— Begin Dataset records —
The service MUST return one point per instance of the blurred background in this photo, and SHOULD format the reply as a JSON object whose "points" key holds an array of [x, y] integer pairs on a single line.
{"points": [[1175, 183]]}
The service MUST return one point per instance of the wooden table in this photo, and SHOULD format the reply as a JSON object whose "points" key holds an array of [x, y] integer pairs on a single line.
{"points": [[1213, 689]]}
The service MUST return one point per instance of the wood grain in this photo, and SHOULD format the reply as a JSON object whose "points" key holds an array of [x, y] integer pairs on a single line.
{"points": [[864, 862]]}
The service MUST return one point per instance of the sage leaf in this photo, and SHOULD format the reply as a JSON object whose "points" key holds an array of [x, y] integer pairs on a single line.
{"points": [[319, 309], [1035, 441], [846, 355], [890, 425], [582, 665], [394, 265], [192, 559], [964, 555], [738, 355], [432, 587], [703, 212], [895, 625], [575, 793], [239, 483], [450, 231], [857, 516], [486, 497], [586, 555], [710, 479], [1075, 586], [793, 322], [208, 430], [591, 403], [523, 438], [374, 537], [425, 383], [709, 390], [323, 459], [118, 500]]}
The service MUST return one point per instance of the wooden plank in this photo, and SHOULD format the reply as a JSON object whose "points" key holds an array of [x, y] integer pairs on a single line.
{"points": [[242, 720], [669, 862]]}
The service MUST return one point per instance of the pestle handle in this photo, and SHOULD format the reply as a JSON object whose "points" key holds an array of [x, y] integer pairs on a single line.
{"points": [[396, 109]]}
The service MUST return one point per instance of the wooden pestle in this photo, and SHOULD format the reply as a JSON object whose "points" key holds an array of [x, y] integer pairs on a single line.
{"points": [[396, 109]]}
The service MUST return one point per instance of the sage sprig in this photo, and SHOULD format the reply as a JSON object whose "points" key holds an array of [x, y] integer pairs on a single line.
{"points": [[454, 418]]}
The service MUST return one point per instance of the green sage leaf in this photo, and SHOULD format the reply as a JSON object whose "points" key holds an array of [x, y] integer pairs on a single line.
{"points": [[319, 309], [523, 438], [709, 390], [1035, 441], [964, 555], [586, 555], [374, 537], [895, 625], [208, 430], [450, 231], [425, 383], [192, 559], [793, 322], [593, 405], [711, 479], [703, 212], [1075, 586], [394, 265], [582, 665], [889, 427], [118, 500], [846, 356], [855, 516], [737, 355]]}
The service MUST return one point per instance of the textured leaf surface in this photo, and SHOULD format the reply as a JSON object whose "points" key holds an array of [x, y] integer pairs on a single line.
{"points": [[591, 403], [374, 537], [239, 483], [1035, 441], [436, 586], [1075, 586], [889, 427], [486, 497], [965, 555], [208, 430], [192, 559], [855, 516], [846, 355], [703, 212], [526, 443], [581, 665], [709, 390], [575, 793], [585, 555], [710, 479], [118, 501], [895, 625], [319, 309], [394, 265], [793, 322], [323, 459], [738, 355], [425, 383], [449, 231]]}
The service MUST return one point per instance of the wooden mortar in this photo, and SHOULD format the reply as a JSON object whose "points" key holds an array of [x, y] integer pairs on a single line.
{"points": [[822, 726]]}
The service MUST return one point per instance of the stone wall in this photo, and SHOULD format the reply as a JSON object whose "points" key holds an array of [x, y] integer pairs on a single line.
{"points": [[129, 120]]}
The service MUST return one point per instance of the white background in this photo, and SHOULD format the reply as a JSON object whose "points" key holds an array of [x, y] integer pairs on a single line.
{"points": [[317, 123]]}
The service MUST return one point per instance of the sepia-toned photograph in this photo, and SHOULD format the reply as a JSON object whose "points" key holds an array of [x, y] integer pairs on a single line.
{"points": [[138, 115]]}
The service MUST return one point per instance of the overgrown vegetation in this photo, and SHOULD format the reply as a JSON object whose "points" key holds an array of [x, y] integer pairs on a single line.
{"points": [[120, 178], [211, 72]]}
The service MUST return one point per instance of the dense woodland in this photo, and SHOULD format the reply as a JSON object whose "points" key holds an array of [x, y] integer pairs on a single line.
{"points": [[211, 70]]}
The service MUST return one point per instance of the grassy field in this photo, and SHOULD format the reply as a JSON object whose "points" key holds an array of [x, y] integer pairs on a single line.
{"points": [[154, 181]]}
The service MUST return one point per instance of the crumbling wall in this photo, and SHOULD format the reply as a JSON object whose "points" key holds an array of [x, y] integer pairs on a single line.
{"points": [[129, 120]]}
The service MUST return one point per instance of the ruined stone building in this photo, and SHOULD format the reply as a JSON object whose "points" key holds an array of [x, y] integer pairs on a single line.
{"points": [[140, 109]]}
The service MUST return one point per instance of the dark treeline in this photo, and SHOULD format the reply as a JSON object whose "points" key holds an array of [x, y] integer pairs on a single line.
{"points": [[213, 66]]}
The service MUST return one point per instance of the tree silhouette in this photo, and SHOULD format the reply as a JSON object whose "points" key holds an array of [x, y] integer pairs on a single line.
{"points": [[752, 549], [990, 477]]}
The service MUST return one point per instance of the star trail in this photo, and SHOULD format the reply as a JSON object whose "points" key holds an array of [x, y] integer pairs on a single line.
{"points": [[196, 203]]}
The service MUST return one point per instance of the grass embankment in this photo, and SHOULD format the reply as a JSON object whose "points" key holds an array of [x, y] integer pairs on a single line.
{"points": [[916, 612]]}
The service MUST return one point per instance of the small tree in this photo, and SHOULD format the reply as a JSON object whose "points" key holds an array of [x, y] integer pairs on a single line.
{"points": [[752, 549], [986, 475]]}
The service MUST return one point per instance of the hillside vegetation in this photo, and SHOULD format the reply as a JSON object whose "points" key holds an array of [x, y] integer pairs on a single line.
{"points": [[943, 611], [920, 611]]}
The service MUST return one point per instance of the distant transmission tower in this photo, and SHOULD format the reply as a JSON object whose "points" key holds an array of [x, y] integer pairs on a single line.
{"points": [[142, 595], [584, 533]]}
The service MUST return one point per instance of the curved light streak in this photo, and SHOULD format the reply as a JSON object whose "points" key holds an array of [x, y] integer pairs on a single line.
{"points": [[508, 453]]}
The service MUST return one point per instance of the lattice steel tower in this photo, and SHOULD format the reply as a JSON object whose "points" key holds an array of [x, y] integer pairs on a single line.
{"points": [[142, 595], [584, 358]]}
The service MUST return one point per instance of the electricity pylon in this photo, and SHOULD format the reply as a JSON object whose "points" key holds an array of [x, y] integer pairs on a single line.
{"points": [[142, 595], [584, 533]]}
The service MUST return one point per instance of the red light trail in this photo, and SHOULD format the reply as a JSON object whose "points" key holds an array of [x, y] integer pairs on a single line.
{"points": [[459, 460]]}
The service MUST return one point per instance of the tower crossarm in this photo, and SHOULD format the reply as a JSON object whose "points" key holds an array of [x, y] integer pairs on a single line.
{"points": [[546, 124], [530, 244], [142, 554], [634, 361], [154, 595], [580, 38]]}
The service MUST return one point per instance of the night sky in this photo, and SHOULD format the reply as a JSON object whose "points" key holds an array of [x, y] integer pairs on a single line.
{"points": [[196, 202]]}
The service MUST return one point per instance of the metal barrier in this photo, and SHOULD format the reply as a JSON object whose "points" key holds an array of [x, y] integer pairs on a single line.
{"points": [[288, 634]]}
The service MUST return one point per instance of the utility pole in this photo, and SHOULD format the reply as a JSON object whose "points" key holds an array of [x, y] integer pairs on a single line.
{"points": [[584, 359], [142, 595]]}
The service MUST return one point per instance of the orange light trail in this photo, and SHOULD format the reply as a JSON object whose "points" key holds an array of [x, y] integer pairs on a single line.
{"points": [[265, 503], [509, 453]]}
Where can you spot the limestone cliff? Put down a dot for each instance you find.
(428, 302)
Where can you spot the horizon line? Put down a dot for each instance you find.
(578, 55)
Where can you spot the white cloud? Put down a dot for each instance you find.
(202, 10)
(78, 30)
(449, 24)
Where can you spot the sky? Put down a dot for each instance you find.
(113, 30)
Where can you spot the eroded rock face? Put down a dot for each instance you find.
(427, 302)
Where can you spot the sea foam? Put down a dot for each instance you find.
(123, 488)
— End Dataset records —
• _What you need to do_
Take the lines from the one containing "The service MUST return one point per instance of the utility" to the last line of the material above and write them out exactly.

• _Result_
The service MUST return one point per instance of the utility pole in this photo, and SHOULD format the reply as a JSON object whose "points" key holds an array of [x, y] integer pairs on a single line.
{"points": [[584, 359], [142, 595]]}
The service MUST return one point per instance of the orange light trail in this photo, and SHOULD format the reply as a JSON object whose "points" key holds an array of [x, y] integer pairs on a single line.
{"points": [[265, 503], [509, 453]]}
Where can you spot the limestone cliff? Put down a dot for each instance you find.
(428, 302)
Where can you spot the horizon line? Put down a dot for each instance you find.
(578, 55)
Where can you spot the white cloud? Put down a dot for each instance you find.
(202, 10)
(78, 30)
(449, 24)
Where can you spot the sky? Put down a dot for each instance you find.
(113, 30)
Where can you spot the eroded rock face? Put down a dot for each instance you find.
(427, 302)
Where can you spot the sea foam? Put down a dot for each instance you find.
(123, 488)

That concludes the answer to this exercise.